[Items listed in the dataset]
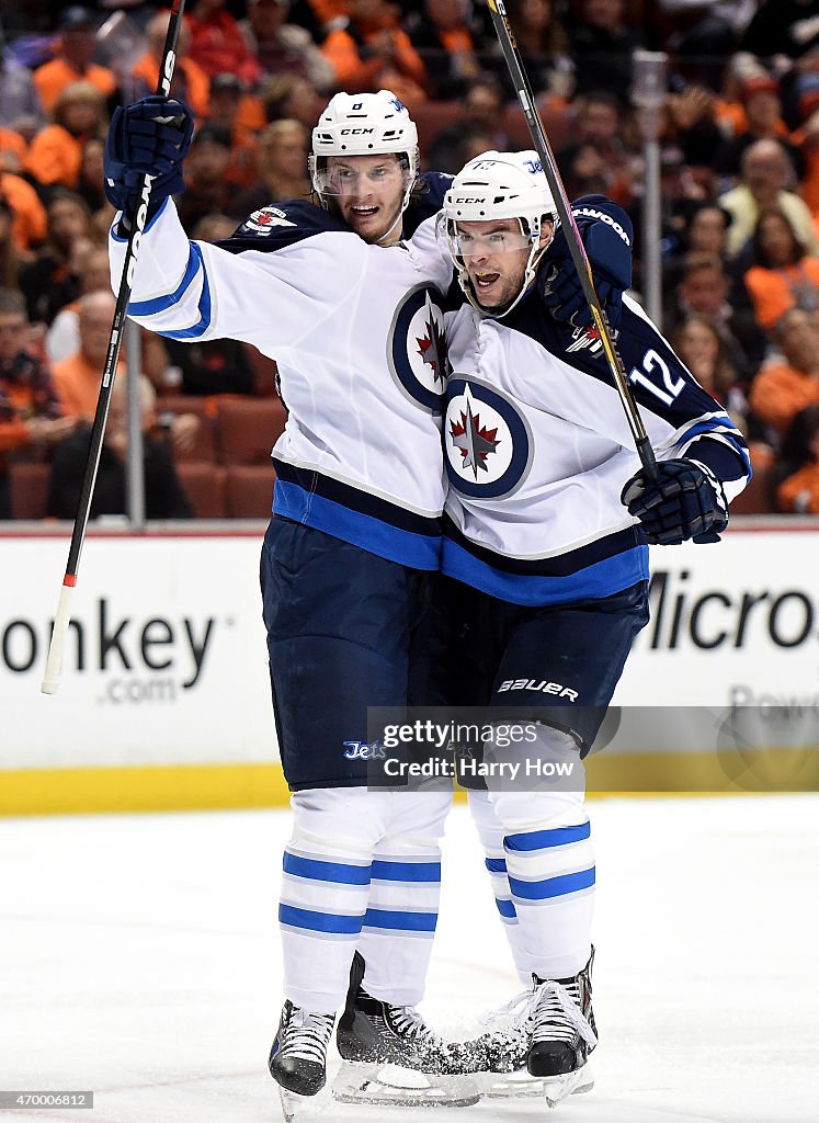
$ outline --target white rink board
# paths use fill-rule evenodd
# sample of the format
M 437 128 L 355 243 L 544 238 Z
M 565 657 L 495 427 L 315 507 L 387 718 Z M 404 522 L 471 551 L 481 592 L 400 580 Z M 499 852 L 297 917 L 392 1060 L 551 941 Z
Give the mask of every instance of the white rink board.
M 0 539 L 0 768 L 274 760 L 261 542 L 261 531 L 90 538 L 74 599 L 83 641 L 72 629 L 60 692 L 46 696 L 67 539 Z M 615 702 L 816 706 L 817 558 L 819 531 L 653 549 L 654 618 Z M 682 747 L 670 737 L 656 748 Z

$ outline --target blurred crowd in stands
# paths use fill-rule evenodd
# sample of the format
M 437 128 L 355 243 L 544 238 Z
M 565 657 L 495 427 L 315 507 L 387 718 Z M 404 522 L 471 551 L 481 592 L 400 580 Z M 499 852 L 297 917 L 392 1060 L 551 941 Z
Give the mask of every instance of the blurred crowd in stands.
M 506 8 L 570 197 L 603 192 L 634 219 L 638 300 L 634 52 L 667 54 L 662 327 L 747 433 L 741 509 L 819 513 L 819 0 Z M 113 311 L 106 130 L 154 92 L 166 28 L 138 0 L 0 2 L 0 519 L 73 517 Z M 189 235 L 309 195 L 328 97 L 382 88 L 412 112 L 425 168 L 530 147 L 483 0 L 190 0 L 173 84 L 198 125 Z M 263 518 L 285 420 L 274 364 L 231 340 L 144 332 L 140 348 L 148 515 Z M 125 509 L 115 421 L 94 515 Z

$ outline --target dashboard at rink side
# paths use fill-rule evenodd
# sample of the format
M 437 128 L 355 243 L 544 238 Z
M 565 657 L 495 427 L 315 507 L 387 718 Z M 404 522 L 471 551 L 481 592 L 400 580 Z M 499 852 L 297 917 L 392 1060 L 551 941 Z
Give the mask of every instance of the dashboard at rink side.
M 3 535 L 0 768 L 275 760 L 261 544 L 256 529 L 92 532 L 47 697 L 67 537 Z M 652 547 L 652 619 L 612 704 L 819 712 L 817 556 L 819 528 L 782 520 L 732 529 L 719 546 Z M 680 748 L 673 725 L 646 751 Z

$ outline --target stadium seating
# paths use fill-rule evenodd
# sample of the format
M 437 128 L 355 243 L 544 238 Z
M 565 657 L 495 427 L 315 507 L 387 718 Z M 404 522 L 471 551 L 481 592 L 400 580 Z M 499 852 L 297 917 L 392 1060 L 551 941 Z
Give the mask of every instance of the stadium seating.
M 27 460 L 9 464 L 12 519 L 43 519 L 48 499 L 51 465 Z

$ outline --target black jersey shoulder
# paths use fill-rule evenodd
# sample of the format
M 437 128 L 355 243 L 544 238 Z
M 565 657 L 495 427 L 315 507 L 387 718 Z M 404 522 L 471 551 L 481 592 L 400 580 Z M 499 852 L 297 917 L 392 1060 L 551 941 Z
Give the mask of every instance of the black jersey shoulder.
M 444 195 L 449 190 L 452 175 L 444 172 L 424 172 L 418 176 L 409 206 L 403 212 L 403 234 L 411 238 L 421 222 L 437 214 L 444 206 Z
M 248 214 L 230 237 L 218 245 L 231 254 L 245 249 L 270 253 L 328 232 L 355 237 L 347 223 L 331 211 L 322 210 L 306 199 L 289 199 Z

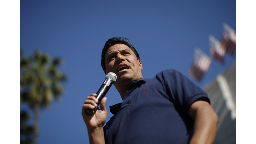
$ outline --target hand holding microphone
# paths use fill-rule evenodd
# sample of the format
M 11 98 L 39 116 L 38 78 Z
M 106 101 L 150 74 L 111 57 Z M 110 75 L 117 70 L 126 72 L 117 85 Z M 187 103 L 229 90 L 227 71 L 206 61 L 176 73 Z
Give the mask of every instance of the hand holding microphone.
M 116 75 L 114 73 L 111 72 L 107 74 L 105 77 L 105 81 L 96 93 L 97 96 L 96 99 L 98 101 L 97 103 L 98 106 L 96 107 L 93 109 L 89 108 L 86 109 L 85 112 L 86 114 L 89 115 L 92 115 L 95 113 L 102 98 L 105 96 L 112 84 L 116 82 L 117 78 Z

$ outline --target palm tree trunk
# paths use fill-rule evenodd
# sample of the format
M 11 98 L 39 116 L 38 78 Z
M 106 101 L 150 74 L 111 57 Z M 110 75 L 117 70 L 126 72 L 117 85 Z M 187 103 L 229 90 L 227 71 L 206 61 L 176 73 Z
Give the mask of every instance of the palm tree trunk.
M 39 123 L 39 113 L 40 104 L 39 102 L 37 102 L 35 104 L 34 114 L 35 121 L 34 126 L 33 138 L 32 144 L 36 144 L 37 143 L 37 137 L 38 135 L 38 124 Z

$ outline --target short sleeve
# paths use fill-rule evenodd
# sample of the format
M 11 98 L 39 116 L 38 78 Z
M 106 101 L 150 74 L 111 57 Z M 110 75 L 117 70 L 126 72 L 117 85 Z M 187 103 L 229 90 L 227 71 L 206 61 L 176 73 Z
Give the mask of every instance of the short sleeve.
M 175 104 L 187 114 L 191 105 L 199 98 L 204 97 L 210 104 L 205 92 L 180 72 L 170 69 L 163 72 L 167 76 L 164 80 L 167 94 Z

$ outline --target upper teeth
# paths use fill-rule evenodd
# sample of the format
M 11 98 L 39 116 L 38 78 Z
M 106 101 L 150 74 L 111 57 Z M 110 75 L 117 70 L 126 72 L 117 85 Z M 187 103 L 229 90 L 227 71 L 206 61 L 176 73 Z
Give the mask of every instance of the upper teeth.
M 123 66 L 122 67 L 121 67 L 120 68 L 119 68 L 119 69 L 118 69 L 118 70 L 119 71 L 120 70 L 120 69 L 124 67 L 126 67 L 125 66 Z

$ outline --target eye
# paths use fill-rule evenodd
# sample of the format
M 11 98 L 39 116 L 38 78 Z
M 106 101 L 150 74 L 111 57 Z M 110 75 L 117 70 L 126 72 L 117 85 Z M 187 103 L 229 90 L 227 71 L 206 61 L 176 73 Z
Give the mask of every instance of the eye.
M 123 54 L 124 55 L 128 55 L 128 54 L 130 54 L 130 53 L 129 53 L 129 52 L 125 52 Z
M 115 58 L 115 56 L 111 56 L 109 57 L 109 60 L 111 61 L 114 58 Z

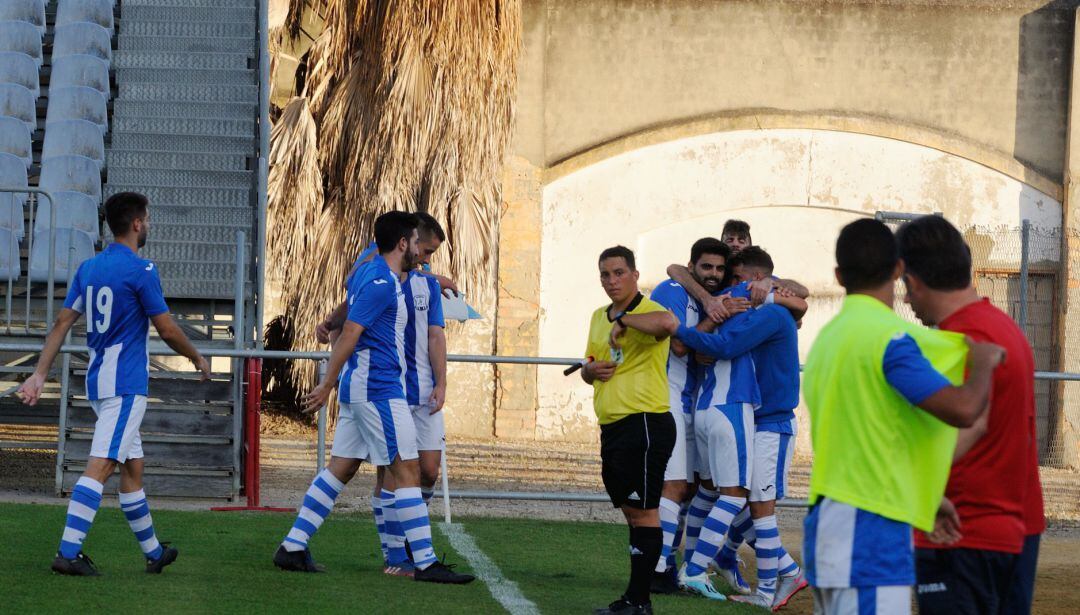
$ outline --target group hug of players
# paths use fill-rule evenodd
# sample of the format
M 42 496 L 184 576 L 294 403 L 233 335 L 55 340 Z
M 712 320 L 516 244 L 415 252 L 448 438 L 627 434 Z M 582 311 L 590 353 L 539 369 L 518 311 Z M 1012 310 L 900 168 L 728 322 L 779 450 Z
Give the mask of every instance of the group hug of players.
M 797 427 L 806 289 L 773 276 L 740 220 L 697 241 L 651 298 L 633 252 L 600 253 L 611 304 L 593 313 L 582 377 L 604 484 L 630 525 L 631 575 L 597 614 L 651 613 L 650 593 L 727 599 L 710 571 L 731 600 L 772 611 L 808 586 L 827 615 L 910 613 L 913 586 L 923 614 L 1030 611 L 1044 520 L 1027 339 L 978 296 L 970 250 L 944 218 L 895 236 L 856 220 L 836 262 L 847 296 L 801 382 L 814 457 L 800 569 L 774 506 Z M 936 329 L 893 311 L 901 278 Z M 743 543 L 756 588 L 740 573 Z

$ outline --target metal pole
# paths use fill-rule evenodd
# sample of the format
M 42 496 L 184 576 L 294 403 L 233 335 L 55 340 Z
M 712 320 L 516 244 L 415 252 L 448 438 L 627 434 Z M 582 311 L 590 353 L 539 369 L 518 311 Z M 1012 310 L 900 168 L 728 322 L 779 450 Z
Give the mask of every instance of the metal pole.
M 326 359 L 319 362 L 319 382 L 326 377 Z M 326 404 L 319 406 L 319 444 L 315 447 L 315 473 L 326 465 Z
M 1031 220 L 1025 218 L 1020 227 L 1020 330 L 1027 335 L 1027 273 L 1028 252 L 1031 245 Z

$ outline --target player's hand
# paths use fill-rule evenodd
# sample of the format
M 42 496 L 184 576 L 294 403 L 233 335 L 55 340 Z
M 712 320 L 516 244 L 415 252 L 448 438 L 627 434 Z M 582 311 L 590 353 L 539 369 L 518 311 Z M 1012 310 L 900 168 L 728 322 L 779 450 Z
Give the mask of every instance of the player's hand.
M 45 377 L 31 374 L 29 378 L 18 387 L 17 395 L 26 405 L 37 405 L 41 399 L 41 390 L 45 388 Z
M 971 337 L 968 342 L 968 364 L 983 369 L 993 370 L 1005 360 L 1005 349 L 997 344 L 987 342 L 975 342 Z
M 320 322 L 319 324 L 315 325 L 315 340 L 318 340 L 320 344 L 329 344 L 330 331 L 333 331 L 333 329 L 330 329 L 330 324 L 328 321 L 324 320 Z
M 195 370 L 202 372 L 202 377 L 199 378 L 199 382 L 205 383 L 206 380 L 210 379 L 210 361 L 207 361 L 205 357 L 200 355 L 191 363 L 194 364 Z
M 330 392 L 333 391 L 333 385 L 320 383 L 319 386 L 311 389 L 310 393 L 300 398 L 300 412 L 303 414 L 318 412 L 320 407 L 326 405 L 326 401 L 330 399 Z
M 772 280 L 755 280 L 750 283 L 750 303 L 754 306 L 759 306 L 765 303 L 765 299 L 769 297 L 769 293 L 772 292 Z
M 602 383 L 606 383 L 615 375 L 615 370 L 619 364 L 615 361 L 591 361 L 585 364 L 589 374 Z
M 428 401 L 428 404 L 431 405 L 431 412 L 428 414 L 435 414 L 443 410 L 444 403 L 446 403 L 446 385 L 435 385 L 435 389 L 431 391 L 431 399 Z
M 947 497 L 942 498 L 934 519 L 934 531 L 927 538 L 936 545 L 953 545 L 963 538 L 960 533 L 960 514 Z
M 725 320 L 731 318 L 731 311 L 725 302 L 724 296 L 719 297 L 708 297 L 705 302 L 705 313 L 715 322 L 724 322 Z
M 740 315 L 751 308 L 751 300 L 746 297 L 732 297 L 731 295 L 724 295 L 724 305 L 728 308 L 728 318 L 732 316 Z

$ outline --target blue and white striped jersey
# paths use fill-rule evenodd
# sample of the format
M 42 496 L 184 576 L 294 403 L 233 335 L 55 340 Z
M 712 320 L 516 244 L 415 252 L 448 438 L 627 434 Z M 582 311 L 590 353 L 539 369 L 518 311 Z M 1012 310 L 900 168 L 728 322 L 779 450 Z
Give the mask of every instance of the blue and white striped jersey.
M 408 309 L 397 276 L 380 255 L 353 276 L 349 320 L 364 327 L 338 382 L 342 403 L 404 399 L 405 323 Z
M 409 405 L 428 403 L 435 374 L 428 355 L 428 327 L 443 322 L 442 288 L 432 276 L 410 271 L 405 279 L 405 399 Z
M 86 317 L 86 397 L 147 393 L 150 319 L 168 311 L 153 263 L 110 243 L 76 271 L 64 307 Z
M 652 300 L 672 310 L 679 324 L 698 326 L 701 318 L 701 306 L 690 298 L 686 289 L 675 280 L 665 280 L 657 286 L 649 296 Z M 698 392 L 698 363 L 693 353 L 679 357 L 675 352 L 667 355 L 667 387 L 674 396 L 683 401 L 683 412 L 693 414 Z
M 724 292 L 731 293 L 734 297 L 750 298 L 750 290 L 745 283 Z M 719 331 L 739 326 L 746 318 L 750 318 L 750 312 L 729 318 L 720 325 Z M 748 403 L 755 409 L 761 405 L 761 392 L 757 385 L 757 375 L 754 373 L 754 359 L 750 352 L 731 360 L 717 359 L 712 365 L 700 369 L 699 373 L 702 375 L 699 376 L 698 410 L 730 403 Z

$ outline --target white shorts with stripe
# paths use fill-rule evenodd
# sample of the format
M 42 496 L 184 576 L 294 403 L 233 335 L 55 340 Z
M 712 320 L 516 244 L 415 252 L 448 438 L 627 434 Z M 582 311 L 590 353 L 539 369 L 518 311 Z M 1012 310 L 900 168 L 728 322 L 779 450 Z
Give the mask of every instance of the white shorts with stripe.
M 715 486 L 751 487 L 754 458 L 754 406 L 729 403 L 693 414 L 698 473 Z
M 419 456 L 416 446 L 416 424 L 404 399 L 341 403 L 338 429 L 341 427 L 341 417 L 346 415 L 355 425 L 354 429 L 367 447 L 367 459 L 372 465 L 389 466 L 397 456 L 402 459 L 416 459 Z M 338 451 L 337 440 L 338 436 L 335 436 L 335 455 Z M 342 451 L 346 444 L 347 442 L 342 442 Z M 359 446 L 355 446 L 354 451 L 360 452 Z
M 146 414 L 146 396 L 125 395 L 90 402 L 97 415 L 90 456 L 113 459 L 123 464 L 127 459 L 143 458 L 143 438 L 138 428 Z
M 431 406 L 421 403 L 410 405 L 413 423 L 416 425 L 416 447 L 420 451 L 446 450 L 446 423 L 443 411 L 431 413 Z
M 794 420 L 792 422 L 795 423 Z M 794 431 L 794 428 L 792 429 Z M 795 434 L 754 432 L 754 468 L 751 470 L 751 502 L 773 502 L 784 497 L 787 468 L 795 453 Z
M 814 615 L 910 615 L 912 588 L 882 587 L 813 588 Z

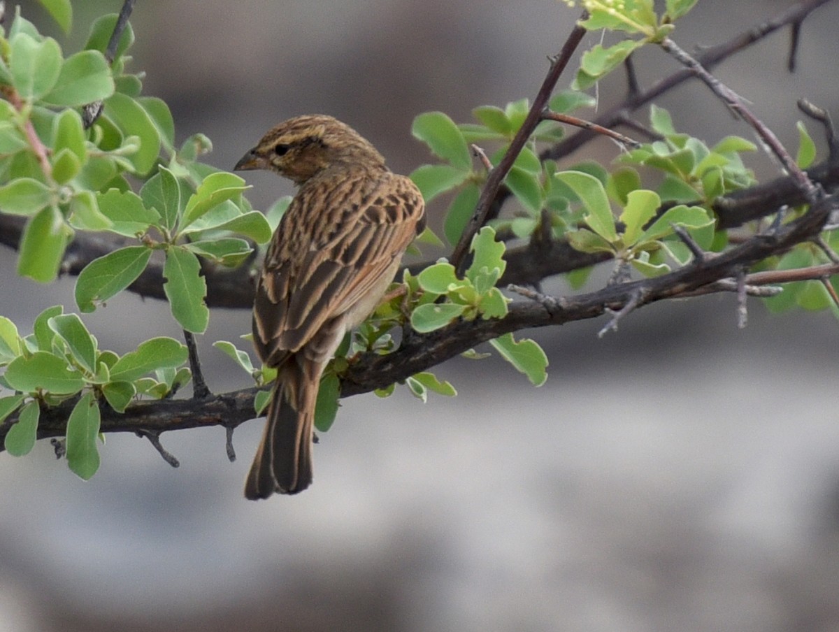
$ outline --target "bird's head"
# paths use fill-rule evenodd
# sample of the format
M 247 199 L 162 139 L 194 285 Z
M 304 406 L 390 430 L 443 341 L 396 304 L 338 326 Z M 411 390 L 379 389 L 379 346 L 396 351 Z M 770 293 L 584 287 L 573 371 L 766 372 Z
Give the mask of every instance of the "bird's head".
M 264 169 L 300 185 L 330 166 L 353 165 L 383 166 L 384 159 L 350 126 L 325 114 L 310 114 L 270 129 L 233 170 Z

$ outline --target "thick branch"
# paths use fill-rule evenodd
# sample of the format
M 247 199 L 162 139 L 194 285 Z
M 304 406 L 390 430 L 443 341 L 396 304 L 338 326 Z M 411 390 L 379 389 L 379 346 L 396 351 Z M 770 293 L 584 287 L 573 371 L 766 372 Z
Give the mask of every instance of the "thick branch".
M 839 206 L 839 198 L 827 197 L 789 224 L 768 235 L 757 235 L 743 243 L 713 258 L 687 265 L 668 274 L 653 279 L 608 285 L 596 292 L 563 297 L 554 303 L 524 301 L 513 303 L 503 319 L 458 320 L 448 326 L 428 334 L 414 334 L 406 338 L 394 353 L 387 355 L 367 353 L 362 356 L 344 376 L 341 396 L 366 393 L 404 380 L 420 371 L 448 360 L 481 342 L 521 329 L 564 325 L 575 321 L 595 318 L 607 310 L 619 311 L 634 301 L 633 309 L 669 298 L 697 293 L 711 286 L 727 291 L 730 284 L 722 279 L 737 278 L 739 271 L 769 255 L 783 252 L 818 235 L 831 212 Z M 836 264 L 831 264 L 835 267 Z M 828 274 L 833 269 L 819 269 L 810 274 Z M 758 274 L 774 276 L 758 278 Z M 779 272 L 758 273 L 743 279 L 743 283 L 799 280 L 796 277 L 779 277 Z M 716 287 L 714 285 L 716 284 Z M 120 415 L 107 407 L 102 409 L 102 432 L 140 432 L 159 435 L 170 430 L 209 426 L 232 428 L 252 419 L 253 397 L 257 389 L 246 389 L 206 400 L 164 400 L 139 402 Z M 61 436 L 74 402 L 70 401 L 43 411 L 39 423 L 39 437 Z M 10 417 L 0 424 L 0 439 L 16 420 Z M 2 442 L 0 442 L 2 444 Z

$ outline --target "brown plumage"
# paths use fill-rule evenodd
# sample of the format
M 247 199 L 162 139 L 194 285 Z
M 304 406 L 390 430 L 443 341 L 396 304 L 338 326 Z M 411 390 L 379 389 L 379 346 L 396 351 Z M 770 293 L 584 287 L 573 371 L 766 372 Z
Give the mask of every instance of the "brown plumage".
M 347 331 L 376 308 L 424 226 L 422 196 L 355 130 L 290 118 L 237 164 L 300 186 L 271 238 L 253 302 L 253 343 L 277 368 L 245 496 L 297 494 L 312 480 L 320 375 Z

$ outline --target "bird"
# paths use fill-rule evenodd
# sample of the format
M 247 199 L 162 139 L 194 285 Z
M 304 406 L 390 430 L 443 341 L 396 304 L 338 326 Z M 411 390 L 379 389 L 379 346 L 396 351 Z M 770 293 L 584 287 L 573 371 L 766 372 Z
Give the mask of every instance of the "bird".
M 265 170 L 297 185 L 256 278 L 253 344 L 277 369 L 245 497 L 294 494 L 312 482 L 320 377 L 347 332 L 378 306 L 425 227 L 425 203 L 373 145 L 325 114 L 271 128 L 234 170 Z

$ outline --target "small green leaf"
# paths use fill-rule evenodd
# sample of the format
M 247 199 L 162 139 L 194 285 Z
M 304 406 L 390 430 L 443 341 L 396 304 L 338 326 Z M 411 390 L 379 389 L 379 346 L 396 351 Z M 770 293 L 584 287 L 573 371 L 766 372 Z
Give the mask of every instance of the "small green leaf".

WRITTEN REQUEST: Reproduce the lines of data verbatim, starting with the line containing "--target palm tree trunk" and ending with the line containing "Give the mask of every instance of the palm", both included.

ANSWER TO THE TASK:
$ outline --target palm tree trunk
# paths use fill-rule evenodd
# sample of the format
M 11 98 L 39 116 L 38 78 Z
M 106 101 L 150 74 L 111 57 Z M 110 75 L 117 70 L 126 72 L 117 85 Z M 187 103 L 229 90 L 227 71 L 206 61 L 176 73 Z
Give the mask of every instance of the palm tree trunk.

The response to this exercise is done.